*EXERCISE DATA*.
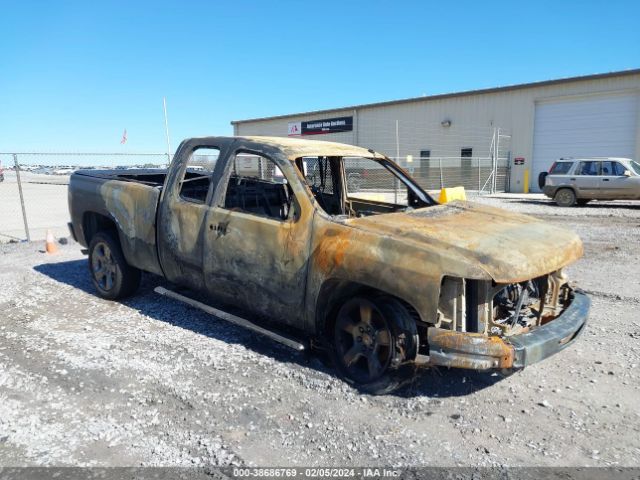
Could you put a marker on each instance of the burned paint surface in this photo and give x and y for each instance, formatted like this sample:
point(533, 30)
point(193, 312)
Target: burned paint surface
point(295, 269)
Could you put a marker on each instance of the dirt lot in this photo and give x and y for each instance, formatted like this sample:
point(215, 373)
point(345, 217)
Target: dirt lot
point(84, 381)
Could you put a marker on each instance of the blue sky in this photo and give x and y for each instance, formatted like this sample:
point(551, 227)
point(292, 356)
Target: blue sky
point(74, 75)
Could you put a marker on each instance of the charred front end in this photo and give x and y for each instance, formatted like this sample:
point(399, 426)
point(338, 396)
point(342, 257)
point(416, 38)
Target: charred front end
point(484, 325)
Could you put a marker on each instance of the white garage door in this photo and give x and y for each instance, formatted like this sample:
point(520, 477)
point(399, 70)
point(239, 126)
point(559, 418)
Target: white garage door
point(602, 126)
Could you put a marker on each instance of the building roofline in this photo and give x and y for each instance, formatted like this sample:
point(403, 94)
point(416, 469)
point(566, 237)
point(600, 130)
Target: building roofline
point(543, 83)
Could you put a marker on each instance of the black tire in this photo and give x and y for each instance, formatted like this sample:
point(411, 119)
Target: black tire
point(372, 338)
point(542, 178)
point(111, 275)
point(565, 197)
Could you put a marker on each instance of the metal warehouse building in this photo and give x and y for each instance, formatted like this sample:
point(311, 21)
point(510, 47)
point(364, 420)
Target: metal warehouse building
point(514, 131)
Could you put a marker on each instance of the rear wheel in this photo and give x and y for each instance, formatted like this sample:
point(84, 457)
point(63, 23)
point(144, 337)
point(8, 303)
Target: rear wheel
point(371, 338)
point(112, 276)
point(565, 197)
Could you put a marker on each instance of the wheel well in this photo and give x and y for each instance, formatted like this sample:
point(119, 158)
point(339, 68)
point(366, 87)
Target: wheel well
point(334, 293)
point(93, 223)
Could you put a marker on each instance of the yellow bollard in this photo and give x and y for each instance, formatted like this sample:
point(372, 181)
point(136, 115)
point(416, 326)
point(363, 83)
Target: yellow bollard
point(452, 193)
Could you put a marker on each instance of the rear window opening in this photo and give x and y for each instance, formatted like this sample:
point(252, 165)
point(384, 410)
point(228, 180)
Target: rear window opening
point(560, 168)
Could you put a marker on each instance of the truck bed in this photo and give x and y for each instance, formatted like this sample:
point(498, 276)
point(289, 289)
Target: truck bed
point(126, 199)
point(151, 177)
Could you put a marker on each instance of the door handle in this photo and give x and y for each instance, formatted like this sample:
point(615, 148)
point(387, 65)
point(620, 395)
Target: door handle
point(221, 229)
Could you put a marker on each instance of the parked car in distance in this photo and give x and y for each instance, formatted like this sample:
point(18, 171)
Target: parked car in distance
point(576, 181)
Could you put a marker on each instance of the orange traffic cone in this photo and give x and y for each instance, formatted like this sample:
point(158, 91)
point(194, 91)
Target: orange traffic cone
point(51, 246)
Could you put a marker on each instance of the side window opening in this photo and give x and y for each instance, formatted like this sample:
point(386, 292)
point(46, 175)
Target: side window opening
point(320, 174)
point(371, 186)
point(561, 168)
point(256, 185)
point(612, 169)
point(589, 168)
point(370, 180)
point(196, 181)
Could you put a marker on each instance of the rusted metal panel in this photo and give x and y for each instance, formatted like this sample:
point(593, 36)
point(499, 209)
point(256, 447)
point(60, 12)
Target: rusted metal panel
point(553, 336)
point(468, 350)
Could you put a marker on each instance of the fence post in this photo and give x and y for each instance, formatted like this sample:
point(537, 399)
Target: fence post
point(24, 212)
point(395, 181)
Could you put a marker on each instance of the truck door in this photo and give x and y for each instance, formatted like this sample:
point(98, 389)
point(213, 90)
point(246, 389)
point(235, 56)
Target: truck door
point(586, 178)
point(257, 238)
point(182, 212)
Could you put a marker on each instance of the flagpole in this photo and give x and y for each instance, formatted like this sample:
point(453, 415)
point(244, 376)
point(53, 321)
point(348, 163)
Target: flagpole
point(166, 127)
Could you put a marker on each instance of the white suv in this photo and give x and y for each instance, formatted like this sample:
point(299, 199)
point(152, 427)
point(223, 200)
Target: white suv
point(576, 181)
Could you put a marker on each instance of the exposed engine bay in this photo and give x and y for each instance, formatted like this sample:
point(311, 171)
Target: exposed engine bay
point(501, 310)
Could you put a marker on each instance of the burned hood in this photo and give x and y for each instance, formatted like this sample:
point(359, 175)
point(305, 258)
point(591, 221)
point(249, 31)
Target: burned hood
point(509, 247)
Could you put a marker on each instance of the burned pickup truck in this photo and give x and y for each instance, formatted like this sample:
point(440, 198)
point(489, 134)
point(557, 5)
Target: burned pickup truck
point(374, 272)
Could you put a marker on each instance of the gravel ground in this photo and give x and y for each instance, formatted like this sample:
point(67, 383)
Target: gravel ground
point(84, 381)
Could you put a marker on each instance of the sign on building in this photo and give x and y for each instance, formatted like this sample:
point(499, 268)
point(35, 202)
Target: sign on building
point(319, 127)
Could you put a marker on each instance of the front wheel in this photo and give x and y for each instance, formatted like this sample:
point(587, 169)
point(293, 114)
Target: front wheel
point(112, 276)
point(372, 337)
point(565, 197)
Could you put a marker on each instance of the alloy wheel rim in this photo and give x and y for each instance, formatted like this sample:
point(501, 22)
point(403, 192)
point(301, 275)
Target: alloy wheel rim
point(363, 340)
point(103, 266)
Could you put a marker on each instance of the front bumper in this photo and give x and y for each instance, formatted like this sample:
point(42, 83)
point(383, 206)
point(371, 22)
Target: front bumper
point(480, 352)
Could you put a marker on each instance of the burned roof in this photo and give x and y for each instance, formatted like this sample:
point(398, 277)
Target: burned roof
point(297, 147)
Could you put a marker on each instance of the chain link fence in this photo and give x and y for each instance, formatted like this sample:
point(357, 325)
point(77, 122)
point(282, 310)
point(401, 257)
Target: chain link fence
point(33, 188)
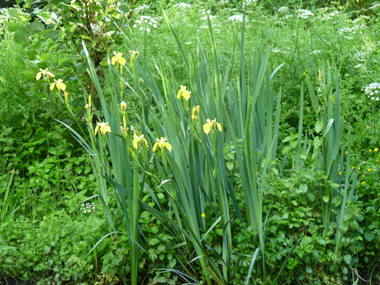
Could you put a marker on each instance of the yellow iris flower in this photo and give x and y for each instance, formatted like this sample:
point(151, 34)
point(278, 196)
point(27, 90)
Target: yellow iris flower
point(59, 84)
point(208, 126)
point(104, 128)
point(161, 143)
point(123, 105)
point(184, 93)
point(45, 72)
point(118, 58)
point(139, 139)
point(134, 55)
point(195, 109)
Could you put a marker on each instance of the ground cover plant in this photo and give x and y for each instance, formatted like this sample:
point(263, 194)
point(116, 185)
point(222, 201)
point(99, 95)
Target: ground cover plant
point(218, 142)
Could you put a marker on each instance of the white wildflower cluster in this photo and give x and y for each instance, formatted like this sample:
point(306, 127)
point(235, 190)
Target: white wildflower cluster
point(352, 30)
point(87, 207)
point(248, 2)
point(237, 18)
point(372, 91)
point(304, 14)
point(182, 5)
point(277, 50)
point(145, 23)
point(315, 52)
point(142, 7)
point(205, 13)
point(330, 16)
point(283, 9)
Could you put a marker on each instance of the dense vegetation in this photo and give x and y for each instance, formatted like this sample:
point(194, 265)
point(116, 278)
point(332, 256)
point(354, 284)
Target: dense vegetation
point(206, 142)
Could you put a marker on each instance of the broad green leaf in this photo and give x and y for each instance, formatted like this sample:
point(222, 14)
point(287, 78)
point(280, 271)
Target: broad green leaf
point(286, 149)
point(347, 258)
point(369, 235)
point(22, 35)
point(12, 27)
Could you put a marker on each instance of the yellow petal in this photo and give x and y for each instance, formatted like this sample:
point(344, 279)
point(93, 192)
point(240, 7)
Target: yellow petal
point(135, 144)
point(219, 127)
point(169, 147)
point(122, 61)
point(155, 147)
point(186, 94)
point(207, 128)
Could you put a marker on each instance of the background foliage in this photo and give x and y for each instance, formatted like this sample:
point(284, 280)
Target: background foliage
point(62, 221)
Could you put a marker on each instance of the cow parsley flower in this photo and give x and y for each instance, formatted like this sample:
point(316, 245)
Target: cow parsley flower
point(145, 23)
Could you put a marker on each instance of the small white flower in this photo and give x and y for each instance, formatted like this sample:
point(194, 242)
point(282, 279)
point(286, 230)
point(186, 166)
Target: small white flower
point(238, 18)
point(283, 9)
point(182, 5)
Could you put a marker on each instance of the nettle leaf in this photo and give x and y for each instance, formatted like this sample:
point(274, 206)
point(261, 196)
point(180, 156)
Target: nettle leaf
point(317, 142)
point(369, 235)
point(12, 27)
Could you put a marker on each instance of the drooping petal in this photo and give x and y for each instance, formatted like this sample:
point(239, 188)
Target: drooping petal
point(186, 94)
point(207, 128)
point(155, 147)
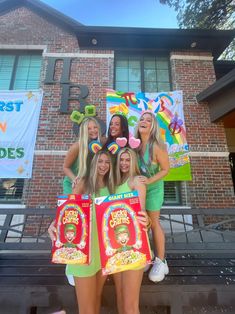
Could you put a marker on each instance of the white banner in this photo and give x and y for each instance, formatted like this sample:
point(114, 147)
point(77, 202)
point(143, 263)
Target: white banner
point(19, 116)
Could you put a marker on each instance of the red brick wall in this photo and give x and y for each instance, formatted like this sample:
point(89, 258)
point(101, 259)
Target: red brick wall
point(211, 186)
point(24, 27)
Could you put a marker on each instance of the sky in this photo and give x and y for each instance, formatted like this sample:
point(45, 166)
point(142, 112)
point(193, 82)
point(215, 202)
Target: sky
point(129, 13)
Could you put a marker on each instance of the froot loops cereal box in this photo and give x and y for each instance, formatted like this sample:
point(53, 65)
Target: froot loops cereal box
point(124, 243)
point(73, 225)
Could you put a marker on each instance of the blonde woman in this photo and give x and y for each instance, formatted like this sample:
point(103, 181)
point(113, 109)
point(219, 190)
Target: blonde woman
point(128, 282)
point(78, 158)
point(88, 279)
point(154, 165)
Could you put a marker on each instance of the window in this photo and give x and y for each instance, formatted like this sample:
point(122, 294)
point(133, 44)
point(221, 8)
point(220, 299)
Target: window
point(20, 71)
point(172, 195)
point(151, 74)
point(142, 73)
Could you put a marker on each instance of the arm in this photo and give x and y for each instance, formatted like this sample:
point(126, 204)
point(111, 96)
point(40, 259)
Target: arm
point(79, 187)
point(142, 216)
point(70, 158)
point(135, 184)
point(161, 157)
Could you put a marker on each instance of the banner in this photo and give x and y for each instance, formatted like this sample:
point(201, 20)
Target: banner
point(19, 115)
point(168, 109)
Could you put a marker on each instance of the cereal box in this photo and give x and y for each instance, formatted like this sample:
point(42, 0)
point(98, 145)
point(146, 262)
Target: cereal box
point(124, 243)
point(73, 224)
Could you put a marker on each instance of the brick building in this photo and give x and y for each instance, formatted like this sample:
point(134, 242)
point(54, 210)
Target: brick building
point(65, 58)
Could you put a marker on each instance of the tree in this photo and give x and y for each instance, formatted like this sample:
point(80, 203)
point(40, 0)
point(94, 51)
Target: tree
point(207, 14)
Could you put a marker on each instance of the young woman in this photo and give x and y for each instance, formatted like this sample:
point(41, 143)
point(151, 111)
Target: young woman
point(88, 278)
point(154, 165)
point(78, 157)
point(128, 283)
point(118, 127)
point(89, 281)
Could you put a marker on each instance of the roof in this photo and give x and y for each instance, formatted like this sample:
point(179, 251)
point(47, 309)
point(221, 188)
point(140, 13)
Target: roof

*YOUR GOAL*.
Rescale the part that opens with the line containing "Could you put a marker on each instance of the blue" and closes with the line containing "point(484, 325)": write every line out again, with the x and y coordinates in the answers multiplied by 1.8 and rounded to whole numbers, halves up. Keep the format sample points and all other text as they are.

*TASK SOLUTION*.
Could you put a marker on each instance of the blue sky in this photo and give x and y for each instance, formatted like this sample:
point(551, 227)
point(292, 356)
Target: blue sky
point(133, 135)
Could you put a marker on each instance of the charred front end in this photo and give x and y for each instance, formatted like this sample:
point(399, 426)
point(338, 396)
point(342, 257)
point(416, 38)
Target: charred front end
point(871, 585)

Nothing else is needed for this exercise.